**What is required**.
Each line from the beginning of the data below through the line containing "Mark every instance of the green wristband" should be repeated exactly, please.

[Photo-based referring expression data]
· · · ·
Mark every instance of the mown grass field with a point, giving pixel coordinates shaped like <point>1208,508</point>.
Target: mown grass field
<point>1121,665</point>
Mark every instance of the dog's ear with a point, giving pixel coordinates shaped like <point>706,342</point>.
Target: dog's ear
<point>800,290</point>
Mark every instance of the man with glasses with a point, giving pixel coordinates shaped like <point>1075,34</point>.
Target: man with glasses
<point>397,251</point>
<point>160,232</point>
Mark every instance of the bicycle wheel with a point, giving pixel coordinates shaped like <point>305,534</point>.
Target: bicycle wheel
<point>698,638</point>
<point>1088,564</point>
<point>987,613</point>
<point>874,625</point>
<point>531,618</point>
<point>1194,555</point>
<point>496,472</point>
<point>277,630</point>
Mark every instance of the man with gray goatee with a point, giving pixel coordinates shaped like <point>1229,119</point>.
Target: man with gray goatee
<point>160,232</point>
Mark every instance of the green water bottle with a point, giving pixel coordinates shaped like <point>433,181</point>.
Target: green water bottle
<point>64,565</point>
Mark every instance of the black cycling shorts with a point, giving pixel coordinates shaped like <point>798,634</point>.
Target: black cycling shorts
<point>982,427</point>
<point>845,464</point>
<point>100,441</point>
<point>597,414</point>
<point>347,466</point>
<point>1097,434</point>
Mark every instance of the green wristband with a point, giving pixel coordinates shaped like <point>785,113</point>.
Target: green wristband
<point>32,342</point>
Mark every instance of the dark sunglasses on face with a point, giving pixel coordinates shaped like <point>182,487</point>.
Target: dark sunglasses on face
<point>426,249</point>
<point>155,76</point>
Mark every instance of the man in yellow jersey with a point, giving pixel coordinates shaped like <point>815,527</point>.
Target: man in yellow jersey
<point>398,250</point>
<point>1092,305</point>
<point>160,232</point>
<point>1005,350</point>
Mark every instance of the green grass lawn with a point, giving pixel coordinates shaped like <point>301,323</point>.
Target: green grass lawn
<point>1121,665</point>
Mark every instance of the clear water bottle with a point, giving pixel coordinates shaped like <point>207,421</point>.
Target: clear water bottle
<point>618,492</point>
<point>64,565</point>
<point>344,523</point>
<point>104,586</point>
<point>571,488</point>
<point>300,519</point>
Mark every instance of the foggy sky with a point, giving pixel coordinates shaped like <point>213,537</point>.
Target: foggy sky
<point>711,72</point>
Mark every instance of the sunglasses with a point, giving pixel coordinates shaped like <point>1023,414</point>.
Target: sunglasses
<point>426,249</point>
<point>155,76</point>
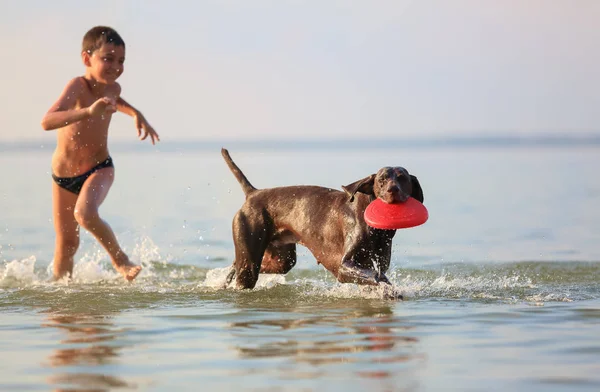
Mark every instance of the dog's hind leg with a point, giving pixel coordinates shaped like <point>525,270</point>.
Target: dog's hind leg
<point>250,237</point>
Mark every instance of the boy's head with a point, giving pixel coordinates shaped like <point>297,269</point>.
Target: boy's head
<point>103,53</point>
<point>98,36</point>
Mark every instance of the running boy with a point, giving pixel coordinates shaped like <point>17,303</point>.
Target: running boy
<point>82,168</point>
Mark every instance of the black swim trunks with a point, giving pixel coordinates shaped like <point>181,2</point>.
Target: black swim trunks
<point>74,184</point>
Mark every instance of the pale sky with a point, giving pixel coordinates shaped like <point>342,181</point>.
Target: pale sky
<point>316,69</point>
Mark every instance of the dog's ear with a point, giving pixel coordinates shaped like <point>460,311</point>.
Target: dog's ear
<point>364,186</point>
<point>417,192</point>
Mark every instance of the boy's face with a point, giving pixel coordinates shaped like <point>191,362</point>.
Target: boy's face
<point>106,63</point>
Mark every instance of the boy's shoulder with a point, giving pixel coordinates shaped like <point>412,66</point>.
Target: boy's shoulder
<point>77,85</point>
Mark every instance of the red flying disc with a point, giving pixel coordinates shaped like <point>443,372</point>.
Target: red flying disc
<point>382,215</point>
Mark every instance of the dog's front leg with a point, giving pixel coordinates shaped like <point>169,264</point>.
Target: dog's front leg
<point>349,272</point>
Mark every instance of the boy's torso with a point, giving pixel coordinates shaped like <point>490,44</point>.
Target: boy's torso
<point>81,145</point>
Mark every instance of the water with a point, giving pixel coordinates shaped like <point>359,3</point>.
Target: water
<point>501,284</point>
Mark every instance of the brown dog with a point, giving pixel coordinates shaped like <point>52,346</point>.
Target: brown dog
<point>328,222</point>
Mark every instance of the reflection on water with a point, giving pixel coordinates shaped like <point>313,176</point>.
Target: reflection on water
<point>88,342</point>
<point>369,341</point>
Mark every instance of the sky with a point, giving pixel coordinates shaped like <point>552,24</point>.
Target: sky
<point>321,69</point>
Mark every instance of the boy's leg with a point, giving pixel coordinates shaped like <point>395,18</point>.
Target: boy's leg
<point>66,229</point>
<point>92,195</point>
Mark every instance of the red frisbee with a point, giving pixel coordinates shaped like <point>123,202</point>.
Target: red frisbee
<point>382,215</point>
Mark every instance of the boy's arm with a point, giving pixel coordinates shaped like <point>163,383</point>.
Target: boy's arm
<point>62,113</point>
<point>141,124</point>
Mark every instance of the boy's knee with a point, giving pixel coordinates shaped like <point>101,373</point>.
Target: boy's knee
<point>86,216</point>
<point>68,245</point>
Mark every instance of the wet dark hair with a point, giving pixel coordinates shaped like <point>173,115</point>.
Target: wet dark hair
<point>98,36</point>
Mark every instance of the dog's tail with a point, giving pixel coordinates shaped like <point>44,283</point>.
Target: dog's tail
<point>246,186</point>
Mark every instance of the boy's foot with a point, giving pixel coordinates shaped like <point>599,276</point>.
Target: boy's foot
<point>128,270</point>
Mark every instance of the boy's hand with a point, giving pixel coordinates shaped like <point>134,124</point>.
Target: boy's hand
<point>102,106</point>
<point>145,129</point>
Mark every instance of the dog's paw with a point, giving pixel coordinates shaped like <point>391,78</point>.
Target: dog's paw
<point>390,292</point>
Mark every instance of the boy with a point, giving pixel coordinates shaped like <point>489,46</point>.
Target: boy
<point>82,168</point>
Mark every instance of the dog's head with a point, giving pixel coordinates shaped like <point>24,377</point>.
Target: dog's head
<point>390,184</point>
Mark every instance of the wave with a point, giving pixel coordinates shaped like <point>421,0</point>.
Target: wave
<point>516,282</point>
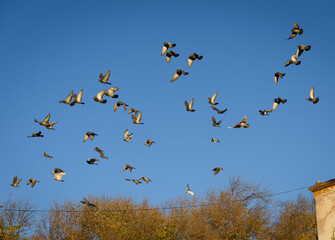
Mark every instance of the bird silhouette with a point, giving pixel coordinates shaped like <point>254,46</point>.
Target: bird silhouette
<point>243,123</point>
<point>38,134</point>
<point>277,101</point>
<point>166,46</point>
<point>296,30</point>
<point>193,57</point>
<point>16,182</point>
<point>189,106</point>
<point>177,74</point>
<point>312,97</point>
<point>104,78</point>
<point>170,54</point>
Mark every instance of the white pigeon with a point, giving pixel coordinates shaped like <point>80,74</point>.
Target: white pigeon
<point>212,99</point>
<point>189,190</point>
<point>58,176</point>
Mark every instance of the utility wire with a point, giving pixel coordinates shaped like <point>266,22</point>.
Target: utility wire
<point>145,209</point>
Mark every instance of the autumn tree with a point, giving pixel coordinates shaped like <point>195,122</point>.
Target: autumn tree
<point>296,220</point>
<point>16,219</point>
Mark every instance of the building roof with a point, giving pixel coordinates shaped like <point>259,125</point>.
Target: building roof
<point>319,185</point>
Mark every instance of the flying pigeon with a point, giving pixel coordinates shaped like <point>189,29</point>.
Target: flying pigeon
<point>32,182</point>
<point>296,30</point>
<point>218,111</point>
<point>126,167</point>
<point>134,180</point>
<point>212,99</point>
<point>99,97</point>
<point>127,136</point>
<point>89,135</point>
<point>189,190</point>
<point>193,57</point>
<point>38,134</point>
<point>87,203</point>
<point>243,123</point>
<point>166,46</point>
<point>110,92</point>
<point>92,161</point>
<point>118,104</point>
<point>103,156</point>
<point>149,142</point>
<point>301,49</point>
<point>16,182</point>
<point>217,170</point>
<point>104,79</point>
<point>98,150</point>
<point>312,97</point>
<point>68,99</point>
<point>58,176</point>
<point>264,112</point>
<point>277,101</point>
<point>47,155</point>
<point>137,120</point>
<point>46,123</point>
<point>132,110</point>
<point>215,140</point>
<point>177,74</point>
<point>56,170</point>
<point>170,54</point>
<point>215,124</point>
<point>189,106</point>
<point>147,180</point>
<point>77,98</point>
<point>278,75</point>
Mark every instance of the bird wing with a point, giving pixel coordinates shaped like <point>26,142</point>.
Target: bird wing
<point>116,106</point>
<point>33,182</point>
<point>294,57</point>
<point>214,108</point>
<point>79,96</point>
<point>214,97</point>
<point>139,117</point>
<point>69,97</point>
<point>275,105</point>
<point>46,120</point>
<point>245,119</point>
<point>106,77</point>
<point>295,26</point>
<point>288,62</point>
<point>168,58</point>
<point>86,137</point>
<point>188,188</point>
<point>311,93</point>
<point>299,52</point>
<point>292,35</point>
<point>101,94</point>
<point>164,49</point>
<point>190,62</point>
<point>175,77</point>
<point>187,105</point>
<point>191,103</point>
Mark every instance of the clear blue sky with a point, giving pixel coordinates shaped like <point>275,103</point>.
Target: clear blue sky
<point>48,48</point>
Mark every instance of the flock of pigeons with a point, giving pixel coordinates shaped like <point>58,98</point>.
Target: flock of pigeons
<point>136,116</point>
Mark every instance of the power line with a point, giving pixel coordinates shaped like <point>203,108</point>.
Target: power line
<point>145,209</point>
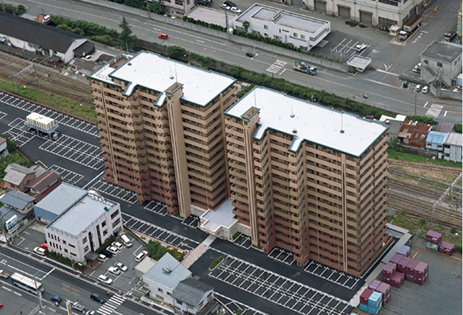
· · · ·
**Your solution**.
Mark every instance of the mown grass field with a point, giving pixel coordinates shaped like <point>1208,508</point>.
Target: mown grass field
<point>1121,665</point>
Mark every instance of the dog's ear with a point, giving pixel coordinates shaped like <point>706,342</point>.
Target: dog's ear
<point>800,290</point>
Mark every instance of the man with glasses with a point, giving pixel coordinates shaped like <point>1075,34</point>.
Target: man with glasses
<point>397,251</point>
<point>160,232</point>
Mark every instance of the bicycle wheel with a point, giving pixel coordinates shaped like <point>305,534</point>.
Target: bicycle wheel
<point>698,638</point>
<point>1088,564</point>
<point>987,613</point>
<point>874,625</point>
<point>531,618</point>
<point>1194,555</point>
<point>496,472</point>
<point>277,630</point>
Mark every instance of the man with gray goatee with a point, giving pixel coordinates shaped like <point>1229,119</point>.
Target: man with gray goatee
<point>160,232</point>
Mark every instance of the green water bottle with a point, giving pixel coordinates shaped like <point>433,181</point>.
Target: green water bottle
<point>64,565</point>
Mark every instance of the black cycling shorts with a point, giving pixel coordinates shaped like <point>798,634</point>.
Target: black cycling shorts
<point>982,427</point>
<point>845,464</point>
<point>100,441</point>
<point>597,414</point>
<point>347,466</point>
<point>1097,434</point>
Mark every instance of the green wristband with a point, giving pixel coordinates shaped like <point>785,113</point>.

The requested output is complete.